REQUIREMENTS =>
Give all of the lines again exactly as they read.

DATA SUPPLIED =>
+---+

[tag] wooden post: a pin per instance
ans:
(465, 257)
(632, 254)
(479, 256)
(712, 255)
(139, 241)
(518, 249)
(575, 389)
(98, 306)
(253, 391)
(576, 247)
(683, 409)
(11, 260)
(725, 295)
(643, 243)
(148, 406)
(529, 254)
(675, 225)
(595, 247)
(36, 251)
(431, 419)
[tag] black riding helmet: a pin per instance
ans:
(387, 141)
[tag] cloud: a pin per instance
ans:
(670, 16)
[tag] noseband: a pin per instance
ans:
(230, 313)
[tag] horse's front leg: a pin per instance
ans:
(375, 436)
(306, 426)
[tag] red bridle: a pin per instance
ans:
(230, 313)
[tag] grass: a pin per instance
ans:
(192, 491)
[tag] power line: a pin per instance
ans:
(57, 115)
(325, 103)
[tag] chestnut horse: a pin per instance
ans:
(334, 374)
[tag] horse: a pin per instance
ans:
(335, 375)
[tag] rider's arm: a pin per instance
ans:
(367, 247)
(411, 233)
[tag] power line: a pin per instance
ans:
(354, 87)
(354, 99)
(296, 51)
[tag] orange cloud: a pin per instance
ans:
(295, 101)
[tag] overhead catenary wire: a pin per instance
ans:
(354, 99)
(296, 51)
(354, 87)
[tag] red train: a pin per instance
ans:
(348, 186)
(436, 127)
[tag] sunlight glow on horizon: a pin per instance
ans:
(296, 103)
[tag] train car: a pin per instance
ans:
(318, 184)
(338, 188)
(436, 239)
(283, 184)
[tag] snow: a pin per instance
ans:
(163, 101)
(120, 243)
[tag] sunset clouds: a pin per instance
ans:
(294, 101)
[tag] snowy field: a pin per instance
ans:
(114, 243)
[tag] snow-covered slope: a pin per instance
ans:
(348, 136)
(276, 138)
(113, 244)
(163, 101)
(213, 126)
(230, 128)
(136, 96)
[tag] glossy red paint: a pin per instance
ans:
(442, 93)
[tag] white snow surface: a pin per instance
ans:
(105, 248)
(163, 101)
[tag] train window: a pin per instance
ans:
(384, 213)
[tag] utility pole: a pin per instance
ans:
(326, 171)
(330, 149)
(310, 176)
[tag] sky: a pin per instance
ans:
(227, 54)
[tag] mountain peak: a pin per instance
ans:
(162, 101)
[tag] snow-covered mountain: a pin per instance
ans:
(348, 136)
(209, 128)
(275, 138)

+---+

REPLY =>
[tag] wooden post: a pin per instance
ans:
(465, 257)
(632, 254)
(479, 256)
(712, 255)
(139, 241)
(518, 249)
(575, 389)
(98, 306)
(253, 391)
(576, 247)
(683, 409)
(11, 260)
(725, 295)
(643, 243)
(148, 406)
(529, 254)
(675, 225)
(595, 247)
(36, 251)
(431, 419)
[tag] black riding helmet: a pin per instance
ans:
(387, 141)
[tag] cloud: a pin per instance
ans:
(670, 16)
[tag] noseband: a pin per instance
ans:
(230, 313)
[tag] horse's front leg: a pin per instance
ans:
(375, 436)
(306, 426)
[tag] red bridle: a pin per instance
ans:
(230, 313)
[tag] grass: a pin per instance
ans:
(192, 491)
[tag] power line: a pin per instance
ans:
(57, 115)
(325, 103)
[tag] chestnut horse: a pin per instance
ans:
(334, 374)
[tag] horse: a pin per instance
ans:
(335, 375)
[tag] rider's arm: a pin per instance
ans:
(367, 247)
(411, 233)
[tag] power line: a pin per instance
ans:
(354, 87)
(354, 99)
(296, 51)
[tag] orange cloud: a pin per instance
ans:
(295, 101)
[tag] overhead catenary wire: a pin per instance
ans:
(354, 99)
(296, 51)
(354, 87)
[tag] red train: a pin per instance
ans:
(348, 186)
(436, 127)
[tag] sunlight glow on horizon: a pin per instance
ans:
(296, 103)
[tag] train car: a pin per instance
ans:
(318, 184)
(338, 188)
(436, 239)
(283, 184)
[tag] snow: a pin per instance
ans:
(163, 101)
(120, 243)
[tag] sunset clouds: a pin per instance
ans:
(294, 101)
[tag] snowy field: a pin per instance
ans:
(114, 243)
[tag] snow-covered slope: a pin per instance
ans:
(348, 136)
(276, 138)
(113, 244)
(163, 101)
(213, 126)
(230, 128)
(136, 96)
[tag] glossy red paint: a pin per instance
ans:
(442, 93)
[tag] white snow surface: a pin per instance
ans:
(105, 248)
(163, 101)
[tag] train window: a pin per instance
ans:
(384, 213)
[tag] utility pole: a pin per instance
ans:
(326, 171)
(330, 149)
(310, 176)
[tag] sky: a pin per instance
ans:
(227, 54)
[tag] mountain peak: a pin per instance
ans:
(162, 101)
[tag] snow-covered mountain: a pin per instance
ans:
(348, 136)
(209, 128)
(275, 138)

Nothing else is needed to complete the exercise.